BEGIN
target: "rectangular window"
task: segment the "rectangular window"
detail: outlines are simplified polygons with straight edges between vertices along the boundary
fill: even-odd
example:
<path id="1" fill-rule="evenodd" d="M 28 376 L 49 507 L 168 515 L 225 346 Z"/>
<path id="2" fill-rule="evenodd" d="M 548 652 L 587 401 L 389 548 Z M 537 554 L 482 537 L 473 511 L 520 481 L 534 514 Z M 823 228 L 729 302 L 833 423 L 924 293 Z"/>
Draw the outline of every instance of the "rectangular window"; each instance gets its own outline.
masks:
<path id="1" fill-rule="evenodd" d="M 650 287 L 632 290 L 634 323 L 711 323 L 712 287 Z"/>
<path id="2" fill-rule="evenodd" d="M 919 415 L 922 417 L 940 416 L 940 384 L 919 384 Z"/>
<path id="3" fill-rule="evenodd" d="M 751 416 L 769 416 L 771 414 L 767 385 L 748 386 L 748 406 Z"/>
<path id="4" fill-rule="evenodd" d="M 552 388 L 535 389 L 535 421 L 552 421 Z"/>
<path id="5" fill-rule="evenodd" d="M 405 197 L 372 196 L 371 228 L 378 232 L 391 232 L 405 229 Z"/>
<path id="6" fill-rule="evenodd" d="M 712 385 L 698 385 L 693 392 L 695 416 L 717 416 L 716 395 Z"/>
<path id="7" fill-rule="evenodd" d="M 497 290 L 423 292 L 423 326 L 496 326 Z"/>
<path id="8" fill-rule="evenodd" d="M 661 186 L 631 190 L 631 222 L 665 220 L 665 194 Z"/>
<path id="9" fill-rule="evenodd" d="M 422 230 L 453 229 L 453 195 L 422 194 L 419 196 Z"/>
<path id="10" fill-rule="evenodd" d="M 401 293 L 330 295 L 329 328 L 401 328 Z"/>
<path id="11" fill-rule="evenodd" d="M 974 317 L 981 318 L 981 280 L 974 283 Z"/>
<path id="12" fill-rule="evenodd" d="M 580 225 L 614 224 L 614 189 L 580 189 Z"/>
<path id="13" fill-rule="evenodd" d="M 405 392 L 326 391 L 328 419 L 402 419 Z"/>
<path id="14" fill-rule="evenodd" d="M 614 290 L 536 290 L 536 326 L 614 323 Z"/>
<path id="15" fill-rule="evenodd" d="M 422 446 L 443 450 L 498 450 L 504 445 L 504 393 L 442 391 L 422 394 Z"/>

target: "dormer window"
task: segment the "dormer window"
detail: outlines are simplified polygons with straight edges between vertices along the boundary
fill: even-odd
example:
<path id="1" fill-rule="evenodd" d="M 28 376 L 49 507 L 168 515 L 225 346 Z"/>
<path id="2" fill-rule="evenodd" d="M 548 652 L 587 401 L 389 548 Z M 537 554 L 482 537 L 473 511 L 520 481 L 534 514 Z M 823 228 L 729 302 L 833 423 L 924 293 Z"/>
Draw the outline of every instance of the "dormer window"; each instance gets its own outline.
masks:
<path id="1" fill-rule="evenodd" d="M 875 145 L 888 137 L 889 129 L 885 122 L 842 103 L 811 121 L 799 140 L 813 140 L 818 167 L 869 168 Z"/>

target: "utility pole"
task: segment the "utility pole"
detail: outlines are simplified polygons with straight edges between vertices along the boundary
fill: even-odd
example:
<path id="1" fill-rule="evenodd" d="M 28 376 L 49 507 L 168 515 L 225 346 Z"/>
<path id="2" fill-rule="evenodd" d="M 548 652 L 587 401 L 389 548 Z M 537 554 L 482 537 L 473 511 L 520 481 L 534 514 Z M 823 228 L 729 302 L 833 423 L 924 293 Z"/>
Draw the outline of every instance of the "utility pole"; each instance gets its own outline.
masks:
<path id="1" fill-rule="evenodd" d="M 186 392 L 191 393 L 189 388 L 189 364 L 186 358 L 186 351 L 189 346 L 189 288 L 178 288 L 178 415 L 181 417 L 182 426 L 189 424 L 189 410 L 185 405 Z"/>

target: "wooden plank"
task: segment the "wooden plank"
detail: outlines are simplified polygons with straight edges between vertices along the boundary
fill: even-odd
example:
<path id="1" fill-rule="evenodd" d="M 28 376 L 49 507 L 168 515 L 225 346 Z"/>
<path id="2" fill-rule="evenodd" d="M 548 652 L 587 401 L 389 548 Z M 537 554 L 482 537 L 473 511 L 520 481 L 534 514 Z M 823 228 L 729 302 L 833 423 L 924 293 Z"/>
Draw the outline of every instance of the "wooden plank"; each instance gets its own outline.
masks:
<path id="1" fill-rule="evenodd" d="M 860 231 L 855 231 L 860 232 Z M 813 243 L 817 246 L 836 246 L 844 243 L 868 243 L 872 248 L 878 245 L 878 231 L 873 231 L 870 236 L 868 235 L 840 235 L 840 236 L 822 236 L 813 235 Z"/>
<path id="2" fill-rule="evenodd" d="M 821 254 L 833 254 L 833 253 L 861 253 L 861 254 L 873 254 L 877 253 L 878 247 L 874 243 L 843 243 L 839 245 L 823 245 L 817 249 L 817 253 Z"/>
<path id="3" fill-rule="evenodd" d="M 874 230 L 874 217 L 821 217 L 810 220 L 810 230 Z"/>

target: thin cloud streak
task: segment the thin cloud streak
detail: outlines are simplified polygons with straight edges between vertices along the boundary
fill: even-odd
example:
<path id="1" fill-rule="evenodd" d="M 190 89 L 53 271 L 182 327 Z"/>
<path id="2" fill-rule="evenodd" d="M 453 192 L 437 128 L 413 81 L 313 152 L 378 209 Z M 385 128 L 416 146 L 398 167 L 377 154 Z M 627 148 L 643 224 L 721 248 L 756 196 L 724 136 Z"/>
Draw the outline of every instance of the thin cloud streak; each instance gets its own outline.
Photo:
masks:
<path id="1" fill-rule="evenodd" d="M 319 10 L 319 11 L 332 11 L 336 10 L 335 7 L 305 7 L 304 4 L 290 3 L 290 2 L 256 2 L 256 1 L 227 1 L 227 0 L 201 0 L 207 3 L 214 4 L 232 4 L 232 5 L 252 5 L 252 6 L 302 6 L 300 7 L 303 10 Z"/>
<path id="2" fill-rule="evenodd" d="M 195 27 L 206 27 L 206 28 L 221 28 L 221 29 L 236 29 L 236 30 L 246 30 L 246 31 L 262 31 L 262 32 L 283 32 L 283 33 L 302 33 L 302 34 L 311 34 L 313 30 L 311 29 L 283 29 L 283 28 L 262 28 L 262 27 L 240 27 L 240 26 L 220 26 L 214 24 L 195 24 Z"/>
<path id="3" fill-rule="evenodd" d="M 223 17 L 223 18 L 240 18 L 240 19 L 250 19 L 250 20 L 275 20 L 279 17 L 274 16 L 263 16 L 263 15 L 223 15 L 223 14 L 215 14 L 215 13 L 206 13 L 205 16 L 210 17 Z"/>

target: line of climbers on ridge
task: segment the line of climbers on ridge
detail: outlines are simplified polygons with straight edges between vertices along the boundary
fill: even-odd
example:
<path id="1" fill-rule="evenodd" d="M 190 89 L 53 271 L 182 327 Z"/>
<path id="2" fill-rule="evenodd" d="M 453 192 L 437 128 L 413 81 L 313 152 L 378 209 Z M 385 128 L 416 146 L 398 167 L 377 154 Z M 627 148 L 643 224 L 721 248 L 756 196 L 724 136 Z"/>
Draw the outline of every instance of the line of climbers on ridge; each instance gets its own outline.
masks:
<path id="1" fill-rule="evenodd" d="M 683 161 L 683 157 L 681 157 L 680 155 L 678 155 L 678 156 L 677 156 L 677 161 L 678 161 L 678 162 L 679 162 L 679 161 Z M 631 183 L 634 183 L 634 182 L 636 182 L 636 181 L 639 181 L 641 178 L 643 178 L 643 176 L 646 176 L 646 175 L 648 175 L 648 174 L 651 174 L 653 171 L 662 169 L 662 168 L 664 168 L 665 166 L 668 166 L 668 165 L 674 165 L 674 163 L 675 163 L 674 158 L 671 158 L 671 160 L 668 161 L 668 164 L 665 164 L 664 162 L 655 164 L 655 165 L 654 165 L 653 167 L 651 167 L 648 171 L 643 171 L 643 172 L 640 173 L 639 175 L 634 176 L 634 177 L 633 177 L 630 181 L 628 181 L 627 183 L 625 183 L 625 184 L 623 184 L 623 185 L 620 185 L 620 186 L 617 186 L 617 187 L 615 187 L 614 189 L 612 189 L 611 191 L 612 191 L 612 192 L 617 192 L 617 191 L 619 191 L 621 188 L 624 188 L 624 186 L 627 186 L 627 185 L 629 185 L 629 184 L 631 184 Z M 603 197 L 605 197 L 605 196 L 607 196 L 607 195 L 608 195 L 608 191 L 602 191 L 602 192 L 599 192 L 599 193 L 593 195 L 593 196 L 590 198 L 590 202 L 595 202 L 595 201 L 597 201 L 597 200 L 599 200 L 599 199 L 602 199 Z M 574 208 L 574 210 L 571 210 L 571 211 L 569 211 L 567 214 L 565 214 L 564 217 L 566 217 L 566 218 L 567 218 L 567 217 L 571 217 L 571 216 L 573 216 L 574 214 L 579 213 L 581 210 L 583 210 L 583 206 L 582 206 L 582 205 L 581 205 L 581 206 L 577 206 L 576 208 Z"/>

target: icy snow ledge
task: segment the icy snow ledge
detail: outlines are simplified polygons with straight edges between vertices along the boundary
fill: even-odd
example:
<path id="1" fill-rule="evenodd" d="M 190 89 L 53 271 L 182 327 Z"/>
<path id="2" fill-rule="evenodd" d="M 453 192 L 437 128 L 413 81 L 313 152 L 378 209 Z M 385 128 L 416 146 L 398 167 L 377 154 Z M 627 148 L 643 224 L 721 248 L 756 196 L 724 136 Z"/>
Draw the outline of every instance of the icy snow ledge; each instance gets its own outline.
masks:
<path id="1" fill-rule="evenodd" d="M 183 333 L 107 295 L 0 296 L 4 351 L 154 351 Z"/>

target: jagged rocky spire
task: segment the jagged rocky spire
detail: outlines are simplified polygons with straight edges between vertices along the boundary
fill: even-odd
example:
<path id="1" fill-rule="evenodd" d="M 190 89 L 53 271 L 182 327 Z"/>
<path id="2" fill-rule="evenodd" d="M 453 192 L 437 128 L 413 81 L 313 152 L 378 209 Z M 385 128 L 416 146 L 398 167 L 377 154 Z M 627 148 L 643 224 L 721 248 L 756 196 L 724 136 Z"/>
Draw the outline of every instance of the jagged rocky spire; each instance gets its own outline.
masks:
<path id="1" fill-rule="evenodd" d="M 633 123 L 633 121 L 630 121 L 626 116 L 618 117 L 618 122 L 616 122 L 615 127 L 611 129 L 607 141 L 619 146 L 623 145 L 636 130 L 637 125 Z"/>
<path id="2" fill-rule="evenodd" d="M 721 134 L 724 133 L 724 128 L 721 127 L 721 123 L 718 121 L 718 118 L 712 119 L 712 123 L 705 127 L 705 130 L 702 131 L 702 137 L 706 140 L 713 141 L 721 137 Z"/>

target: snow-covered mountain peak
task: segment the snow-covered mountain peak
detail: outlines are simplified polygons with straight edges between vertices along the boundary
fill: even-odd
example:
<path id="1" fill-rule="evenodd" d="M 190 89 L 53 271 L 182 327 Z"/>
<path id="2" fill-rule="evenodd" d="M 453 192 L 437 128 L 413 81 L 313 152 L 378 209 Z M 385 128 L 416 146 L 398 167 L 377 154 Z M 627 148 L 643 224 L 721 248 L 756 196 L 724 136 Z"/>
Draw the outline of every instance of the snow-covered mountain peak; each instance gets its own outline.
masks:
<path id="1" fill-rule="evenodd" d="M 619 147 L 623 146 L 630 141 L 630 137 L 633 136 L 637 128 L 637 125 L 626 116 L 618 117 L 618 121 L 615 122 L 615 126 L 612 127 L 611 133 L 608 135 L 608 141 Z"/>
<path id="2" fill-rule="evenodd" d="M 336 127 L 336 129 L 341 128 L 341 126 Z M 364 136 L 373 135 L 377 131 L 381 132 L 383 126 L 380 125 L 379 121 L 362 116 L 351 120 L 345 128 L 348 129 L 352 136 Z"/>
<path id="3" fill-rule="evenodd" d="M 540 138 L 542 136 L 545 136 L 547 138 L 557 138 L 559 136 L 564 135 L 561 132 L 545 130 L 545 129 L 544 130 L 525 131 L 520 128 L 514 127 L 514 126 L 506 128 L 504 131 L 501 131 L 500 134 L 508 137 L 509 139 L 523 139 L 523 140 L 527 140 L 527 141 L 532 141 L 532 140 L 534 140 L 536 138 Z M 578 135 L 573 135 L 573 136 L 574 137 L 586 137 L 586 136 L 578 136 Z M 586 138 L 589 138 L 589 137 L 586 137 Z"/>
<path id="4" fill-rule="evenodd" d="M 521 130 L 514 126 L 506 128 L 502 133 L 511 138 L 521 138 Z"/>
END
## Problem to work on
Of the lines above, show those in which "task" appears.

## Response box
task: segment the "rectangular window"
task: segment the "dormer window"
task: segment the "utility pole"
task: segment the "wooden plank"
task: segment the thin cloud streak
task: segment the line of climbers on ridge
task: segment the icy snow ledge
task: segment the jagged rocky spire
task: segment the snow-covered mountain peak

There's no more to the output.